Entradas de um conjunto de dados

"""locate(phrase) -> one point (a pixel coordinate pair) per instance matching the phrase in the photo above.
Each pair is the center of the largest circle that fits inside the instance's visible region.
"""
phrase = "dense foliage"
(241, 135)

_Tarefa proposta_
Repita todas as linhas das entradas acima, sem nenhuma alteração.

_Resposta abaixo_
"""locate(phrase) -> one point (a pixel coordinate pair) per instance matching the phrase in the photo above.
Each pair is the center of the largest circle that fits inside the instance's visible region.
"""
phrase = "dense foliage"
(241, 135)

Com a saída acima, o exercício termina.